- Excerpted passage:
※ ※ ※
Drug trafficker faces 8 years

A Kelowna man is facing a significant jail sentence after police raided his home in April 2018 and found large amounts of fentanyl, cocaine and methamphetamine.

Police executed a search warrant on Brandon Campbell's home on Old Meadows Road on April 24, 2018, finding 627 grams fentanyl, 846 grams cocaine and 395 grams methamphetamine, along with more than $15,000 in cash.

Charges weren't laid against Campbell until the following year, when he was charged with four counts of possession for the purpose of trafficking.

While a trial was initially set for January 2020, Campbell instead pleaded guilty.

The Crown and defence's sentencing positions are miles apart though.

During sentencing submissions Friday morning, the Crown said they are seeking an eight year jail sentence, while Campbell's defence lawyer William Jessop is seeking a sentence of two to three years.

Campbell, now 29 years old, first appeared on the RCMP's radar several months prior to his arrest, when he was seen arriving in a right-hand drive Subaru at the home of a known drug trafficker on Ziprick Road and leaving with a bag. Police later received an anonymous tip that someone driving a right-hand drive Subaru was trafficking drugs in the Okanagan, which led to police to begin surveilling Campbell.

After observing Campbell having several suspicious meet-ups with others at his home over a few days, police pulled over a Jeep that was leaving Campbell's home on April 24.

It's unclear what police found in the Jeep, but Madam Justice Kathleen Ker noted that one of the occupants “had something concealed in the car in her cleavage.”

“They give a statement to police that they're drug traffickers and they're being supplied by this individual,” Jessop told the court Friday, adding that this gave police the grounds to get a search warrant.

Inside Campbell's rented townhouse, police found the large amounts of drugs, cash and a scale.
※ ※ ※
- Prompt 1: State whether each statement agrees with the drug trafficking article, answering yes or no and quoting the words of the article that decide it. (a) The search of Campbell's home turned up more than $15,000 in cash. (b) Campbell's case went to trial in January 2020. (c) Campbell was charged in the same year as the raid on his home.
- Prompt 2: Retype the part of the drug trafficking article starting at "After observing Campbell" and ending at "a search warrant.".
The listing is not needed for any of this work.

- Extracted information:
※ ※ ※
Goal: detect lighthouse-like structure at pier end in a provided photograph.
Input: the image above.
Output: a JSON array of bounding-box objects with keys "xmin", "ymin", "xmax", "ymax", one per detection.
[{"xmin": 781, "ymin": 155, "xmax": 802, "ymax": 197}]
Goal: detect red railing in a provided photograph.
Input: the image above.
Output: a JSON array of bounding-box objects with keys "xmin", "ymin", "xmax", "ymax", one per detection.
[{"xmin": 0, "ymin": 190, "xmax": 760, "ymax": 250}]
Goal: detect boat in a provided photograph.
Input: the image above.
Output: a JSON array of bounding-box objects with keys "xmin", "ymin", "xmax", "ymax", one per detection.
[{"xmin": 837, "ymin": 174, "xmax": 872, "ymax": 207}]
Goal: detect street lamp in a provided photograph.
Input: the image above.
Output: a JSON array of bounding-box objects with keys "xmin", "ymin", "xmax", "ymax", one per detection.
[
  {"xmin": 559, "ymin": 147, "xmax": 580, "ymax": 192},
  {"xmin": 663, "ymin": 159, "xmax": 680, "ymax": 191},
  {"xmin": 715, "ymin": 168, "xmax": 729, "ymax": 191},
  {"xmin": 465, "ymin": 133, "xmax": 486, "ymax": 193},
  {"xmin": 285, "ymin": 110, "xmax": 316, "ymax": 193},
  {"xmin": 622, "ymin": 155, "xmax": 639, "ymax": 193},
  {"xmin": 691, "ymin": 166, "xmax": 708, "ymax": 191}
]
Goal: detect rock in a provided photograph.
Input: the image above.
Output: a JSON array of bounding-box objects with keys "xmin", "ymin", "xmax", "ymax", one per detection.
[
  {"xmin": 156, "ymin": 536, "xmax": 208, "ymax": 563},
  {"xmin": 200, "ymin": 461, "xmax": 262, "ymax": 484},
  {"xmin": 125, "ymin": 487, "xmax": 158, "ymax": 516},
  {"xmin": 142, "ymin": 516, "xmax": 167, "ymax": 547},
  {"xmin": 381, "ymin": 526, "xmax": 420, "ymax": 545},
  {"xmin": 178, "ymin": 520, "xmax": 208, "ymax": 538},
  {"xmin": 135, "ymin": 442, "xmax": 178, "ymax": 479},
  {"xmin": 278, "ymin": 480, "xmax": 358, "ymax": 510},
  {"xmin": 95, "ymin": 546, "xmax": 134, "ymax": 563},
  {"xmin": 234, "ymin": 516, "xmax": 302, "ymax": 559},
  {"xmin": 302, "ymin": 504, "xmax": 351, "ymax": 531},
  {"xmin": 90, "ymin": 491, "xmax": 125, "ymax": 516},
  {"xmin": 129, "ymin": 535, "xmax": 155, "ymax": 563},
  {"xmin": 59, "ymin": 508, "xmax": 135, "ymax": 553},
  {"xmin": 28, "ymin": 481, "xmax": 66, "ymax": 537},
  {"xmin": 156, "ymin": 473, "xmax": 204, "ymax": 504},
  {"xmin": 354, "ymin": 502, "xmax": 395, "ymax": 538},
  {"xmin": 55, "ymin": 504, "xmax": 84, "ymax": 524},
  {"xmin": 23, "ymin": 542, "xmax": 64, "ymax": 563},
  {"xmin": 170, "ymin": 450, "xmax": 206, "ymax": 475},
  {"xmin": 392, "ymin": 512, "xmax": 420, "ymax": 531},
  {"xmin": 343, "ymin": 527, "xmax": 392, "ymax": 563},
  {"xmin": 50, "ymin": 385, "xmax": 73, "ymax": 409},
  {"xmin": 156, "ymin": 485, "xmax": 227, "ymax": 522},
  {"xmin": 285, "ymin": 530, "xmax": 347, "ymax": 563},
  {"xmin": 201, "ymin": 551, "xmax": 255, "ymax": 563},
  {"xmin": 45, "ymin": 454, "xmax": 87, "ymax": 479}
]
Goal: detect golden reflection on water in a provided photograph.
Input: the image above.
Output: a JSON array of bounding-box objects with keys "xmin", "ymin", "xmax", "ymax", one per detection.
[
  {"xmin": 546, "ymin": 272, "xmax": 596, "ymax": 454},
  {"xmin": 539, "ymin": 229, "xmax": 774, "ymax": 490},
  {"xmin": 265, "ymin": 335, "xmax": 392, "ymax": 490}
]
※ ※ ※
- Final answer 1:
(a) Yes: "along with more than $15,000 in cash."
(b) No: "While a trial was initially set for January 2020, Campbell instead pleaded guilty."
(c) No: "Charges weren't laid against Campbell until the following year"

- Final answer 2:
After observing Campbell having several suspicious meet-ups with others at his home over a few days, police pulled over a Jeep that was leaving Campbell's home on April 24.

It's unclear what police found in the Jeep, but Madam Justice Kathleen Ker noted that one of the occupants “had something concealed in the car in her cleavage.”

“They give a statement to police that they're drug traffickers and they're being supplied by this individual,” Jessop told the court Friday, adding that this gave police the grounds to get a search warrant.